• _Goal_
How many lines in the listing below contain the string "church"? Case counts. Reply with the number alone.

== Supplied material ==

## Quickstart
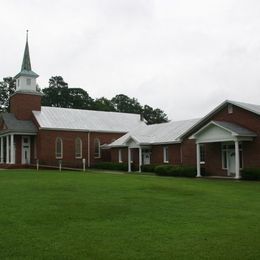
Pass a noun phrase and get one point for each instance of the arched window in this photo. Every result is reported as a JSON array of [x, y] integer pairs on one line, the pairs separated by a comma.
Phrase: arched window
[[78, 148], [58, 148], [97, 152]]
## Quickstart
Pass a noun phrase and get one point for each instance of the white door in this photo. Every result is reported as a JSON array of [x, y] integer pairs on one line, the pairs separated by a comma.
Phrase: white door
[[231, 162], [146, 158], [26, 150]]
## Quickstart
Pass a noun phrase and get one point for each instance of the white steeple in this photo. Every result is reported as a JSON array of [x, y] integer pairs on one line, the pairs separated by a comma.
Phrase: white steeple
[[26, 78]]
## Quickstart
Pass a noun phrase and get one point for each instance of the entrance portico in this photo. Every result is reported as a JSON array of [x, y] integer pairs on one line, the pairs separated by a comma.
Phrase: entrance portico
[[231, 136], [144, 154]]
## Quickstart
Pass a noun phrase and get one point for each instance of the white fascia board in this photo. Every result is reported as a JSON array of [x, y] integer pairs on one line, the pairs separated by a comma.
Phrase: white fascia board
[[212, 112], [170, 142], [81, 130], [131, 138], [17, 133]]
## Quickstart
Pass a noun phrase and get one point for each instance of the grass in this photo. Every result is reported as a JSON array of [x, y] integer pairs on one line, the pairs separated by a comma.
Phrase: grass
[[72, 215]]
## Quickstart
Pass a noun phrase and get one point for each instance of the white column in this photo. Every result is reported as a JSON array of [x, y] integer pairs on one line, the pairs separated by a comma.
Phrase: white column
[[129, 159], [198, 159], [7, 149], [12, 149], [237, 160], [88, 149], [2, 150], [140, 159]]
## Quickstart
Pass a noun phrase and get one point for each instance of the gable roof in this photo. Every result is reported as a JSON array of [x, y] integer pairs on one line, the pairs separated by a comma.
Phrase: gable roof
[[163, 133], [14, 125], [249, 107], [55, 118], [233, 129]]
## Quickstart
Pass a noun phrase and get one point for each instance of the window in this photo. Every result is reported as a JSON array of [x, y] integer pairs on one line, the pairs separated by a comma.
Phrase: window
[[97, 153], [119, 155], [165, 154], [202, 153], [35, 147], [78, 148], [59, 148], [228, 150], [230, 108], [28, 81]]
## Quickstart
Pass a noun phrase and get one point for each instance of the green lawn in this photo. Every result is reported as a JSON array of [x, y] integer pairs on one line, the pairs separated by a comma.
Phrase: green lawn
[[75, 215]]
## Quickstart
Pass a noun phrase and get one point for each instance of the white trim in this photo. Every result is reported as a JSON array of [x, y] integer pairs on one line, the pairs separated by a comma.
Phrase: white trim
[[88, 149], [78, 154], [140, 159], [80, 130], [237, 159], [97, 142], [60, 156], [7, 149], [198, 159], [129, 159], [165, 154], [213, 112], [12, 150], [120, 155], [2, 150]]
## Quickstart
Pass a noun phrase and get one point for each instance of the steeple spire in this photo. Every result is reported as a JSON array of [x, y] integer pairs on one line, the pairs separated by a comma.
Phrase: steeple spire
[[26, 78], [26, 65]]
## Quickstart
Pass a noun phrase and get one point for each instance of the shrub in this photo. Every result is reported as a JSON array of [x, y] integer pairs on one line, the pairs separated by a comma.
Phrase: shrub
[[251, 174], [148, 167], [175, 170]]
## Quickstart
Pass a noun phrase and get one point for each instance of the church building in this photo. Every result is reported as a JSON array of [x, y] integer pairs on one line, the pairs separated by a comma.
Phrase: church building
[[222, 143], [50, 135]]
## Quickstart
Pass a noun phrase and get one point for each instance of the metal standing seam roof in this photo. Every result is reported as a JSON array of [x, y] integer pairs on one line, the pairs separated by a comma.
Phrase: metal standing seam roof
[[156, 134], [234, 128], [86, 120], [15, 125]]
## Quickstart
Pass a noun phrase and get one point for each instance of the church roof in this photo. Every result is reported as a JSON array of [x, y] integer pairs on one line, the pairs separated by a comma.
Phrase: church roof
[[69, 119], [156, 134], [14, 125]]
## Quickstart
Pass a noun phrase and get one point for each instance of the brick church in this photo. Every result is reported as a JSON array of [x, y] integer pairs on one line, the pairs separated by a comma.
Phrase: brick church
[[221, 143]]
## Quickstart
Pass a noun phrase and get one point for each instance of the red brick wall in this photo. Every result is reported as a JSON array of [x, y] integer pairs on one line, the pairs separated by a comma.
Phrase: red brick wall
[[188, 152], [46, 147], [22, 105], [251, 150], [156, 154]]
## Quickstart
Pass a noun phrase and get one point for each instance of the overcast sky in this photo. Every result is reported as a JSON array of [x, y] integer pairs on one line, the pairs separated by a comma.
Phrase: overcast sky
[[183, 56]]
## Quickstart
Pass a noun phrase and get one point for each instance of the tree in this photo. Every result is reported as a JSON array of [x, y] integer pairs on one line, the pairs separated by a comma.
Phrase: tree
[[7, 88], [154, 116], [56, 95], [123, 103], [103, 104], [79, 98]]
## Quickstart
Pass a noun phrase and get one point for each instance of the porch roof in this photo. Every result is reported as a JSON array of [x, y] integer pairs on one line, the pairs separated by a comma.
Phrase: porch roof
[[216, 131], [164, 133], [14, 125]]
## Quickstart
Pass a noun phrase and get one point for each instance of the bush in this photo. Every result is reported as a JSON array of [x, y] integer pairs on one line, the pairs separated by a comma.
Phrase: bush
[[251, 174], [175, 170], [148, 167], [114, 166]]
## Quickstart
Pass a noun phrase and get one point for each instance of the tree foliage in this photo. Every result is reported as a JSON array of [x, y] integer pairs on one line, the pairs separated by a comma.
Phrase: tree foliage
[[58, 94], [123, 103]]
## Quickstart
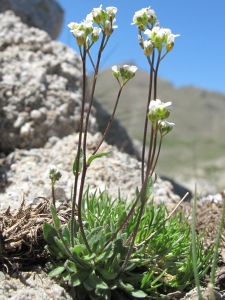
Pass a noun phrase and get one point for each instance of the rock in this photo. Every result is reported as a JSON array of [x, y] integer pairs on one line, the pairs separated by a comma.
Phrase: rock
[[45, 15], [40, 87], [28, 170], [33, 284]]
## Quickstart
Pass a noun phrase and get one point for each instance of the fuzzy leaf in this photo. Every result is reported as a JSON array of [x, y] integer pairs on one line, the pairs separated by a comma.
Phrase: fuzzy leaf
[[56, 220], [61, 246], [107, 274], [77, 249], [92, 157], [79, 277], [95, 235], [57, 271], [49, 233], [95, 282], [125, 286], [70, 266], [138, 294], [54, 250], [80, 163], [66, 235], [149, 189]]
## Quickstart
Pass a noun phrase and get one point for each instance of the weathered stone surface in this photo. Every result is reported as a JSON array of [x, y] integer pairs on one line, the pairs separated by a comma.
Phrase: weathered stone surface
[[29, 171], [40, 87], [43, 14]]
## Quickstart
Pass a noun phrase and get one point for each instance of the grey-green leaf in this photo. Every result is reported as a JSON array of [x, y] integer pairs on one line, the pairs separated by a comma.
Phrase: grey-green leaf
[[49, 233], [94, 281], [98, 155], [56, 220], [57, 271], [81, 159]]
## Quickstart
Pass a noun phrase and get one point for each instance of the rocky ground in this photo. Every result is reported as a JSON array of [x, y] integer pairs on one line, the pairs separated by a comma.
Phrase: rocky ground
[[26, 171], [40, 100]]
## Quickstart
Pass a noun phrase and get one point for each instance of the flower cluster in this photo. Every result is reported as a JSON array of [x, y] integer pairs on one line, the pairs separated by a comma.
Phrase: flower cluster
[[158, 113], [161, 37], [145, 19], [104, 20], [126, 72]]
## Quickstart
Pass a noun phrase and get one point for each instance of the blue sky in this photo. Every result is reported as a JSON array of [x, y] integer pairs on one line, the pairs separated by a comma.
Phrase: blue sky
[[198, 58]]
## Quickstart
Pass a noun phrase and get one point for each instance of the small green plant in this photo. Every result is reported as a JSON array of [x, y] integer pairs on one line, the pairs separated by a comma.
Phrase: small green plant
[[158, 264], [111, 249]]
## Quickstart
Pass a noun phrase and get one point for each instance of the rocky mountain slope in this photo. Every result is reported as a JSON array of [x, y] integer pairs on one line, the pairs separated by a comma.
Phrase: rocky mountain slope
[[194, 150]]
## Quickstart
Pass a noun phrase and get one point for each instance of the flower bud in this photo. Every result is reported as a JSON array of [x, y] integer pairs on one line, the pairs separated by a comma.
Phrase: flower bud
[[158, 110], [148, 48], [165, 127], [54, 174], [80, 36], [95, 34], [111, 11], [116, 71]]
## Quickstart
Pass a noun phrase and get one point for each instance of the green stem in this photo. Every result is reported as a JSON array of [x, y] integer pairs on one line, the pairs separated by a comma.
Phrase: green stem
[[68, 250], [83, 57], [156, 75], [134, 233], [53, 194], [110, 120], [146, 118], [85, 139], [214, 263], [157, 157], [131, 212]]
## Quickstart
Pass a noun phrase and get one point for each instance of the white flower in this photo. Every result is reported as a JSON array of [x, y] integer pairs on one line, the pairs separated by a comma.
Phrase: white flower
[[148, 47], [80, 36], [95, 34], [151, 15], [154, 104], [111, 10], [126, 72], [165, 127], [109, 27], [116, 69], [73, 25], [144, 16], [97, 11], [159, 110]]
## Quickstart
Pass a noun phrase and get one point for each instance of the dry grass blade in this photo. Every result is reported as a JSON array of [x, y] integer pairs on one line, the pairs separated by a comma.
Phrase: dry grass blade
[[21, 236]]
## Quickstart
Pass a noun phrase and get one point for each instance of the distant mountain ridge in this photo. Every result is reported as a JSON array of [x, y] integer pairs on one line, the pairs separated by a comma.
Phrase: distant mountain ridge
[[196, 142]]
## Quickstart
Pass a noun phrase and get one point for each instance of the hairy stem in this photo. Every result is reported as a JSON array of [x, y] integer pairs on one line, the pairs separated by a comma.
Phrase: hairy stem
[[84, 170], [110, 121], [83, 57], [146, 118]]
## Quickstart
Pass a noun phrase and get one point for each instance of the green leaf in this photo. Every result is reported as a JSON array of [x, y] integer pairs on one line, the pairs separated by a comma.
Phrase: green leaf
[[57, 271], [95, 282], [81, 159], [107, 274], [138, 294], [77, 249], [105, 255], [54, 250], [61, 246], [56, 220], [49, 233], [79, 277], [95, 235], [92, 157], [103, 294], [149, 189], [66, 235], [70, 266], [125, 286]]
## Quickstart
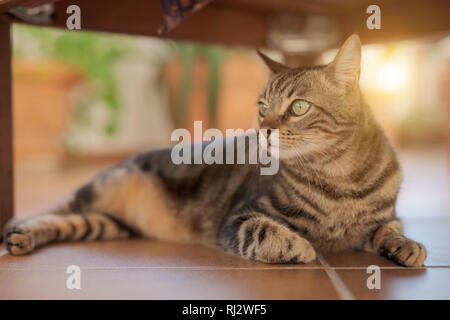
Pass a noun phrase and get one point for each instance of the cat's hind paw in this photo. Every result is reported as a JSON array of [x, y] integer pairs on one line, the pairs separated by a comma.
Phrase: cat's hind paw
[[404, 251], [19, 240]]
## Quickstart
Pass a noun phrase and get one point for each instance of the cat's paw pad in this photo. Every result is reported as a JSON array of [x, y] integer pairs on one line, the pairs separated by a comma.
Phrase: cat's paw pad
[[19, 240], [298, 251], [404, 251]]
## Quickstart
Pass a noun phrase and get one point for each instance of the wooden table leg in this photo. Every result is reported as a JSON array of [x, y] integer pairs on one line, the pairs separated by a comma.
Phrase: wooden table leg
[[6, 127]]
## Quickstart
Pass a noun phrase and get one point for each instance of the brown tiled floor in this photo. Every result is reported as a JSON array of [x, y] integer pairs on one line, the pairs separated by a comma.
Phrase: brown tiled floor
[[146, 269]]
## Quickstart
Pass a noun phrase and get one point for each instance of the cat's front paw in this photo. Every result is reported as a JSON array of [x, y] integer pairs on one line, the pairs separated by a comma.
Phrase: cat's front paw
[[404, 251], [288, 250], [19, 240]]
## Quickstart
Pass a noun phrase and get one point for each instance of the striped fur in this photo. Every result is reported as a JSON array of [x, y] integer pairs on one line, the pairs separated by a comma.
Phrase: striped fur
[[336, 188]]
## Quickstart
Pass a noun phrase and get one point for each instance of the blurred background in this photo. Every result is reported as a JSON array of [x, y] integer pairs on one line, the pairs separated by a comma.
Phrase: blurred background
[[84, 101]]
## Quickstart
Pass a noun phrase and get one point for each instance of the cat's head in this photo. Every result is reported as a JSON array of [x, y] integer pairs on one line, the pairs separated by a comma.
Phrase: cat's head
[[313, 107]]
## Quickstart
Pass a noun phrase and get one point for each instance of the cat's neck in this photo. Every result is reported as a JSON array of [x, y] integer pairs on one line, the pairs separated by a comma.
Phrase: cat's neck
[[367, 137]]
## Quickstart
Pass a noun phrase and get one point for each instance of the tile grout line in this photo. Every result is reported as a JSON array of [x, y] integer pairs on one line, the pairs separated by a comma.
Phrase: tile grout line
[[342, 290], [206, 268]]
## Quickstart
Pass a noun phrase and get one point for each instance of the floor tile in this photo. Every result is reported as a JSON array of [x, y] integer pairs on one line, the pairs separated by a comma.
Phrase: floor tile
[[134, 253], [436, 238], [169, 284], [359, 260], [429, 283]]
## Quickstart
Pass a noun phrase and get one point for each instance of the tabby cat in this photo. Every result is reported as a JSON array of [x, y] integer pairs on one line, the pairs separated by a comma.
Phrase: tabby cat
[[336, 187]]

===

• _Exercise output_
6